■ TEXT PASSAGE ■
☆ ☆ ☆
Materials and Methods: Here we present Scanning PArametrized by Normalized TCR Length (SPAN-TCR) as a tool for extracting structural and chemical insights from groups of antigen-specific TCR sequences in a length-agnostic fashion. We use SPAN-TCR to first describe the relative positions of amino acids and amino acid k-mers in CDR3 chains. We postulate that if an amino acid 2-mer (YZ) is important for binding to a specific pMHC, then YZ in XYZX is likely performing a similar function to YZ in XXYZXX. We then use SPAN-TCR to calculate informational entropy to identify high frequency 2-mers that we label as ‘essential’ or ‘super-essential’. An essential 2-mer is one that lowers the informational entropy (sequence diversity) within its own (α or β) CDR3 chain, while a super-essential 2-mer lowers the informational entropy within both CDR3 chains. We hypothesize that such 2-mers are important for TCR-pMHC binding, and we test this hypothesis by probing for 2-mer interfacial chemical interactions using molecular dynamics simulations. Finally, we extend these SPAN-TCR algorithms to yield comparisons between sets of TCRs known to bind to different antigens. SPAN-TCR is first validated through the analysis of public data bases of TCRs specific to viral antigens, followed by explorations of newly sequenced putative antigen-specific CDR3s against COVID-19.

Results and Discussion: We first analyze sets of TCRs specific to common viral antigens, finding similarities between SPAN-TCR and other methods such as GLIPH. We also use the SPAN-TCR framework to confirm that CMV-targeted pull-down of T cells from a human sample are likely antigen-specific by comparison to known TCRs. Entropic analysis is used to find entropy-reducing essential and super-essential k-mers in CMV-specific TCRs, and the location and identity of essential and super-essential k-mers within TCRs reveals trends, showing that hydrophilic and charged amino acids are the most consistently entropy-reducing, despite being uncommon within TCRs. These trends are confirmed in a large COVID-19 data set of putative antigen-specific TCRs, and validated in silico using Alphafold simulations. Finally, we find that patterns of entropy-reducing k-mers within sets of TCRs appear to be correlated to the amino acid sequence of the antigen itself.

Conclusions: SPAN-TCR is a suite of tools for the analysis of large databases of diverse TCR CDR3 sequences. It represents a shift away from the sequence alignment school of thought when comparing biological sequences. It is unique among analytical tools for TCR analysis in the way it is able to compare TCRs of different lengths to distill critical information for antigen-specificity in the form of essential entropy reducing k-mers. These k-mers can be pursued as anchor points for TCR design and engineering.
☆ ☆ ☆
■ GIVEN RECORDS ■
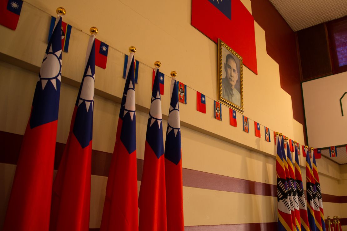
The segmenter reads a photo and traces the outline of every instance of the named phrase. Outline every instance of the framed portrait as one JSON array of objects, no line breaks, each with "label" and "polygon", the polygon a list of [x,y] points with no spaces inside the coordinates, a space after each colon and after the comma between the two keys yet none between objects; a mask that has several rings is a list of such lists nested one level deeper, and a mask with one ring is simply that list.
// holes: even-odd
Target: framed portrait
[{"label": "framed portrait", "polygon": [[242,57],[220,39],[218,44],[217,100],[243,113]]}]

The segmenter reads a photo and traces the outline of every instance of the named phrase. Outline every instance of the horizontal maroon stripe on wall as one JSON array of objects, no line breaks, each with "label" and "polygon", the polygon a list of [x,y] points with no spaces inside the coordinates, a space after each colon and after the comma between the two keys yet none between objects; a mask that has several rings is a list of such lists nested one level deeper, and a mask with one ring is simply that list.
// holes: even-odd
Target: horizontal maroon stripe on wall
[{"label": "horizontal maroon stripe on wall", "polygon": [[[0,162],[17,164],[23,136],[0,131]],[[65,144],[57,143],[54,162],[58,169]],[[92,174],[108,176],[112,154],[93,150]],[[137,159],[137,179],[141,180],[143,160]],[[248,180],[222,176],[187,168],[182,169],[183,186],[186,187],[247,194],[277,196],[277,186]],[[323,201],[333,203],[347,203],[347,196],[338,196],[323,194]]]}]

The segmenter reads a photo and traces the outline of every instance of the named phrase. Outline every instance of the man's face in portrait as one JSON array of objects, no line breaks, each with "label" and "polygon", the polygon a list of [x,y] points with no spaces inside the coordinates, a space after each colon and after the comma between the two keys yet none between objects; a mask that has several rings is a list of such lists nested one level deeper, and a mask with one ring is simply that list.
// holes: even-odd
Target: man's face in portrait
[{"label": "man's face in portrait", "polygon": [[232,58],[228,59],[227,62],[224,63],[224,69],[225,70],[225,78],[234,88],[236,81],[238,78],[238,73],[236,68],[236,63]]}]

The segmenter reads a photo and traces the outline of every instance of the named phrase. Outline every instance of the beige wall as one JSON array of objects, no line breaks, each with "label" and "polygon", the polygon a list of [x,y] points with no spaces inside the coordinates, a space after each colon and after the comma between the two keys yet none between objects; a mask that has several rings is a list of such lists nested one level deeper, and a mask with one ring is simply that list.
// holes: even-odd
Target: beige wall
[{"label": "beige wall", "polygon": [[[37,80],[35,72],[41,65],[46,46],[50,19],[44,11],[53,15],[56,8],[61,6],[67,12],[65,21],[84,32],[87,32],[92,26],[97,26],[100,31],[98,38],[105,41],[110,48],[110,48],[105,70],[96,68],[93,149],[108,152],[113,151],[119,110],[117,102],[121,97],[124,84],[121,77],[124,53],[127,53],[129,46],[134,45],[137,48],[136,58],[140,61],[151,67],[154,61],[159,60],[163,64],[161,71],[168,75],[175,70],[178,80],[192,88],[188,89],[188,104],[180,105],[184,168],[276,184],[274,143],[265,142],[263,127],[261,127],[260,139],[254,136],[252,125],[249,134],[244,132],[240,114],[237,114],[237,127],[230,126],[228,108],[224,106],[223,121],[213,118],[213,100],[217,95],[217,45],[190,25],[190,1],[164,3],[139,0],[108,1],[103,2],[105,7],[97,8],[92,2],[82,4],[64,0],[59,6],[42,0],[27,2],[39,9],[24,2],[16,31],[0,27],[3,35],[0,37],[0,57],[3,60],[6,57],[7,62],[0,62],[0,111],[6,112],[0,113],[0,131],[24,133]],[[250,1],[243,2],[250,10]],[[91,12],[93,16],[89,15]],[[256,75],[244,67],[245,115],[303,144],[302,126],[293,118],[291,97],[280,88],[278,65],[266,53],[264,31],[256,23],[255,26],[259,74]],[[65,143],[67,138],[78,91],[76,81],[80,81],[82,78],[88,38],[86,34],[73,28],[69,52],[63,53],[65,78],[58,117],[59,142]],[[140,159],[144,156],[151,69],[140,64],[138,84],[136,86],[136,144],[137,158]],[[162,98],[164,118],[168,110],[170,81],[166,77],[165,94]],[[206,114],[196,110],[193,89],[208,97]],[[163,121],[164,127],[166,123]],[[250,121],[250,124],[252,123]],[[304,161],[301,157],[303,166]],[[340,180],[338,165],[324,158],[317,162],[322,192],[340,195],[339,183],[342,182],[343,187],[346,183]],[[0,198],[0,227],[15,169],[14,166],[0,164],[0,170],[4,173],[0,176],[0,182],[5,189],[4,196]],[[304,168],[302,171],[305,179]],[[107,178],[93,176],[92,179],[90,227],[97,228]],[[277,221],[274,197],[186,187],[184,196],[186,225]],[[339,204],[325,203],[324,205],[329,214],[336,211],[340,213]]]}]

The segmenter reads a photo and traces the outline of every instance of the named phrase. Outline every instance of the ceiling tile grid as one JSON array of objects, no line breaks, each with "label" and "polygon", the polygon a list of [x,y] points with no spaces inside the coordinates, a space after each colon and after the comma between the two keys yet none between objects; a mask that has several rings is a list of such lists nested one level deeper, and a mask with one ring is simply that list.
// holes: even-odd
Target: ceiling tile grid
☆ ☆ ☆
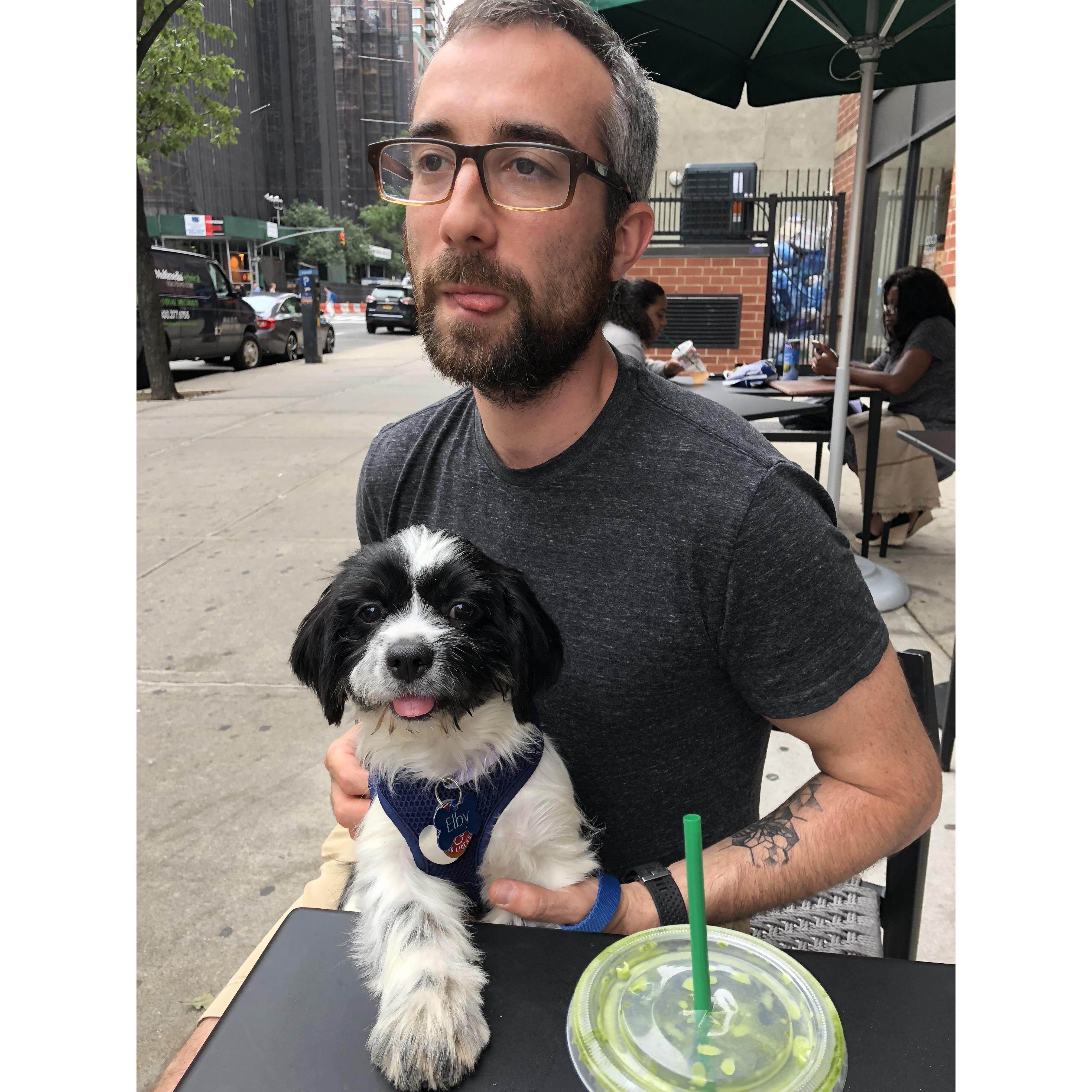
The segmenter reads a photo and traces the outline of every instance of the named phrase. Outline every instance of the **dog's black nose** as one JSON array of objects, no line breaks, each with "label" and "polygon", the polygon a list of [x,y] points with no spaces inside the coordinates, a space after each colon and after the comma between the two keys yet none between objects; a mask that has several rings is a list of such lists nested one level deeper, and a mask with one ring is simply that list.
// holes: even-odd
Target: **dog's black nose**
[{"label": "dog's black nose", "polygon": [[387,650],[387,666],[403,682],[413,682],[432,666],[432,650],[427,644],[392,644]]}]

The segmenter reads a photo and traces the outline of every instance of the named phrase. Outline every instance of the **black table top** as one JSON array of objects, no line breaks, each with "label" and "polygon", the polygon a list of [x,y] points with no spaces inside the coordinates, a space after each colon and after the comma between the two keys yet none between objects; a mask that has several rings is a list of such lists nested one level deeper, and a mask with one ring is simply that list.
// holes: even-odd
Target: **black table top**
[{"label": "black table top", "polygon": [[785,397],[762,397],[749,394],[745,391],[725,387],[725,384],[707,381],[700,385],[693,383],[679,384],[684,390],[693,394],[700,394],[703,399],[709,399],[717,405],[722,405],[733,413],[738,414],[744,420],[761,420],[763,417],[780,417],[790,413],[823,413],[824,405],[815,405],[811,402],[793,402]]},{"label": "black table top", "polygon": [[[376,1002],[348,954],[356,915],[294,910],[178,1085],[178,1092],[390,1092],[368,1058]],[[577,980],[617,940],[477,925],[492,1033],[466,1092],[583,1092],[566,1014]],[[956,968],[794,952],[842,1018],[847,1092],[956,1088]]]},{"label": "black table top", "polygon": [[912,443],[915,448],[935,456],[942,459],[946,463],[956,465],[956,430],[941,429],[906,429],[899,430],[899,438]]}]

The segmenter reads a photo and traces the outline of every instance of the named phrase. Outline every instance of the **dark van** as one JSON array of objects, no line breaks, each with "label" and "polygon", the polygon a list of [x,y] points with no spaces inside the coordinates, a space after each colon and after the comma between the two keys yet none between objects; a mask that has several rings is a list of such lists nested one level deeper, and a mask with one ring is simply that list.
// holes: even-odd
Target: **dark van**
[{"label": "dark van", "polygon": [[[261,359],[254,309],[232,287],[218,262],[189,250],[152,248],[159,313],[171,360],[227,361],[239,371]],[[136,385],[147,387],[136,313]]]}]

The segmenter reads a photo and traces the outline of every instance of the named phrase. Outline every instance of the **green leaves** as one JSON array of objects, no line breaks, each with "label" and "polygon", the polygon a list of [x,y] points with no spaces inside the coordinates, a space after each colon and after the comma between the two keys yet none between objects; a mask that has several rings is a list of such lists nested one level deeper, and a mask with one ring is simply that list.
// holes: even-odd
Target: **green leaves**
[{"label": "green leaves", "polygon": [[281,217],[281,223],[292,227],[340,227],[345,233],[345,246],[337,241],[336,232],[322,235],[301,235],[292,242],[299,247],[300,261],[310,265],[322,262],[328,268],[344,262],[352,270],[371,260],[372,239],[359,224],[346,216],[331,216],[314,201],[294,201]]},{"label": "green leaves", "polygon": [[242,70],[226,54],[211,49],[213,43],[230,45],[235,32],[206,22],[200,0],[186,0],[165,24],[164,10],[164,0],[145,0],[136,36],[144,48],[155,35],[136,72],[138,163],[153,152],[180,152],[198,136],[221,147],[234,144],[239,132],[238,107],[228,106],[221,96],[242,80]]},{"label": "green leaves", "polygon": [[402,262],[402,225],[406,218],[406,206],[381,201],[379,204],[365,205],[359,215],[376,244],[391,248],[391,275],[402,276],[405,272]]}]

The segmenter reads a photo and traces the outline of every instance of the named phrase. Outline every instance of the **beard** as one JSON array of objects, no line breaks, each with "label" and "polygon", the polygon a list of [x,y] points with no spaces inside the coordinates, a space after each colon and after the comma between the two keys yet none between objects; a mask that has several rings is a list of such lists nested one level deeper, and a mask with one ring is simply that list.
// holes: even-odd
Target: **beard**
☆ ☆ ☆
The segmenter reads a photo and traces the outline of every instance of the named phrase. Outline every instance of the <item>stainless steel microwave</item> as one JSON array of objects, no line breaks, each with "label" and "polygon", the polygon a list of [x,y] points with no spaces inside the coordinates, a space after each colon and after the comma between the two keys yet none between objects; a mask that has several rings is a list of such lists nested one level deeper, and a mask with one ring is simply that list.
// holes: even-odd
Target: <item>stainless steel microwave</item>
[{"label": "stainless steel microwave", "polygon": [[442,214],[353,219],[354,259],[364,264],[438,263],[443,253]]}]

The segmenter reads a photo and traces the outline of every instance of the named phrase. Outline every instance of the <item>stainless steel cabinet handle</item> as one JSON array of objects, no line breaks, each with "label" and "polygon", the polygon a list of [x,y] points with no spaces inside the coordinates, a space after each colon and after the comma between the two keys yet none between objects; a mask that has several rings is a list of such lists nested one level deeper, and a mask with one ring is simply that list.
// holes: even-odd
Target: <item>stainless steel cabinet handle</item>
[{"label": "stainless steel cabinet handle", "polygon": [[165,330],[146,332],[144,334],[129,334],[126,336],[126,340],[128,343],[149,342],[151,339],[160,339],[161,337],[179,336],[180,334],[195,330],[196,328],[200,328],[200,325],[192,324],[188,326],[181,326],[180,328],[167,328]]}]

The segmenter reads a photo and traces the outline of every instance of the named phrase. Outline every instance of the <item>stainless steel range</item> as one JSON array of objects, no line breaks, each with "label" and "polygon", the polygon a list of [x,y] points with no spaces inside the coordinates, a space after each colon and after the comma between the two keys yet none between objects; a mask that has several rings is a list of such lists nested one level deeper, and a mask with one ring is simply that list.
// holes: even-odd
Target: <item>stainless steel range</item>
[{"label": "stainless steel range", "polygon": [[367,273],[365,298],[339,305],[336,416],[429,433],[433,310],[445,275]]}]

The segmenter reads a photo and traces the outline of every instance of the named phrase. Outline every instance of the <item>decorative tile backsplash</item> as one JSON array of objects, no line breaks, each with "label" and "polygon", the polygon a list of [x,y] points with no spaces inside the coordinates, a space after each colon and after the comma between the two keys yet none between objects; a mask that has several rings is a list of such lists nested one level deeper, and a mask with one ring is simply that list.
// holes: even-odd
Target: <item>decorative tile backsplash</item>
☆ ☆ ☆
■ TASKS TO COMPLETE ■
**1)** Repeat the passage of the SPAN-TCR text starting with "Conclusions: SPAN-TCR is" and going on through "design and engineering.".
**2)** Answer these questions from the SPAN-TCR text:
(a) Within which CDR3 chain does an essential 2-mer lower the informational entropy?
(b) Which kinds of amino acids are reported as the most consistently entropy-reducing?
(c) As what can the essential entropy-reducing k-mers be pursued?

■ ANSWER LIST ■
**1)**
Conclusions: SPAN-TCR is a suite of tools for the analysis of large databases of diverse TCR CDR3 sequences. It represents a shift away from the sequence alignment school of thought when comparing biological sequences. It is unique among analytical tools for TCR analysis in the way it is able to compare TCRs of different lengths to distill critical information for antigen-specificity in the form of essential entropy reducing k-mers. These k-mers can be pursued as anchor points for TCR design and engineering.

**2)**
(a) Within its own (α or β) CDR3 chain.
(b) Hydrophilic and charged amino acids.
(c) As anchor points for TCR design and engineering.